Extracted information:

■ ■ ■ ■

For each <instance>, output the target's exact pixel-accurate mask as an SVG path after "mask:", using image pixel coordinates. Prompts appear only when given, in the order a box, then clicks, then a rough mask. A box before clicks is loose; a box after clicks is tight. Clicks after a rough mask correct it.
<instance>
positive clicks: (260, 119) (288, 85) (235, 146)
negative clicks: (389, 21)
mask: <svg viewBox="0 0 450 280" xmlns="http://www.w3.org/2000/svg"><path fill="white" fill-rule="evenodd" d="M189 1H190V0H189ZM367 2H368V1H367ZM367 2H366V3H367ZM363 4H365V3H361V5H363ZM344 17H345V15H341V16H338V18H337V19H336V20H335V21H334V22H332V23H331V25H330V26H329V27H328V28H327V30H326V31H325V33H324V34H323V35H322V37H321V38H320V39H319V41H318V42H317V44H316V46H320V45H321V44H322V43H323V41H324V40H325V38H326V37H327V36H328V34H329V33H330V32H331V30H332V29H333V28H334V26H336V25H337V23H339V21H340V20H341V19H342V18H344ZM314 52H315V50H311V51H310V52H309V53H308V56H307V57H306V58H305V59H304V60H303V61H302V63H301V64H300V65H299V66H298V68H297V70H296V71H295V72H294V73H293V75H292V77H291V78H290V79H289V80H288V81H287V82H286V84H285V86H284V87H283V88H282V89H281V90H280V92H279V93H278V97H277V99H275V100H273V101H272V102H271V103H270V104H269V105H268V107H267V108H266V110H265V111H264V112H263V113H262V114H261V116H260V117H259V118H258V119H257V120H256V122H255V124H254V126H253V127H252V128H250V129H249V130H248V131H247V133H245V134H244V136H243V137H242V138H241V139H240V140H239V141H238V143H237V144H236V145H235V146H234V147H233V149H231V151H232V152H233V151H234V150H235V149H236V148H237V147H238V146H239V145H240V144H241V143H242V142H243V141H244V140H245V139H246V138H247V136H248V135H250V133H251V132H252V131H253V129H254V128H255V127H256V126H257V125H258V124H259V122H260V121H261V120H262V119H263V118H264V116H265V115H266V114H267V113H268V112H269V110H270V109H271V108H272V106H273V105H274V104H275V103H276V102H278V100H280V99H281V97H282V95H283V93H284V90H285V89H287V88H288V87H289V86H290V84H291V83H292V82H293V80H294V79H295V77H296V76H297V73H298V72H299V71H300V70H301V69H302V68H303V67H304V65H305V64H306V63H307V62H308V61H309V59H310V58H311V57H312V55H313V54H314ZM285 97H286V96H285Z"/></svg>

■ ■ ■ ■

Directions for this task:
Would you return the whole listing exactly as written?

Exercise response:
For each <instance>, output the target's exact pixel-accurate mask as an SVG path after "mask:", using image pixel coordinates. Prompts appear only when given, in the order a box, then clicks, then a rough mask. A box before clicks is loose; a box after clicks is tight. Clicks after a rough mask correct it.
<instance>
positive clicks: (260, 119) (288, 85) (235, 146)
negative clicks: (389, 21)
mask: <svg viewBox="0 0 450 280" xmlns="http://www.w3.org/2000/svg"><path fill="white" fill-rule="evenodd" d="M189 1H190V0H189ZM367 2H368V1H367ZM367 2H366V3H367ZM363 4H365V3H361V5H363ZM344 17H345V15H341V16H338V18H337V19H336V20H335V21H334V22H332V23H331V25H330V26H329V27H328V28H327V30H326V31H325V33H324V34H323V35H322V37H321V38H320V39H319V41H318V42H317V44H316V46H320V45H321V44H322V43H323V41H324V40H325V38H326V37H327V36H328V34H329V33H330V32H331V30H332V29H333V28H334V26H336V25H337V23H339V21H340V20H341V19H342V18H344ZM314 52H315V50H311V51H310V52H309V53H308V56H307V57H306V58H305V59H304V60H303V61H302V63H301V64H300V65H299V66H298V68H297V70H296V71H295V72H294V73H293V75H292V77H291V78H290V79H289V80H288V81H287V82H286V84H285V86H284V87H283V88H282V89H281V90H280V92H279V93H278V97H277V99H275V100H273V101H272V102H271V103H270V104H269V105H268V107H267V108H266V110H265V111H264V112H263V113H262V114H261V116H260V117H259V118H258V119H257V120H256V122H255V124H254V126H253V127H252V128H250V129H249V130H248V131H247V133H245V134H244V136H243V137H242V138H241V139H240V140H239V141H238V143H237V144H236V145H235V146H234V147H233V149H231V151H232V152H233V151H234V150H235V149H236V148H237V147H238V146H239V145H240V144H241V143H242V142H243V141H244V140H245V139H246V138H247V136H248V135H250V133H251V132H252V131H253V129H254V128H255V127H256V126H257V125H258V124H259V122H260V121H261V120H262V119H263V118H264V116H265V115H266V114H267V113H268V112H269V110H270V109H271V108H272V106H273V105H274V104H275V103H276V102H278V100H280V99H281V97H282V95H283V93H284V90H285V89H287V88H288V87H289V86H290V84H291V83H292V82H293V80H294V79H295V77H296V76H297V73H298V72H299V71H300V70H301V69H302V68H303V67H304V65H305V64H306V63H307V62H308V61H309V59H310V58H311V57H312V55H313V54H314ZM285 97H286V96H285Z"/></svg>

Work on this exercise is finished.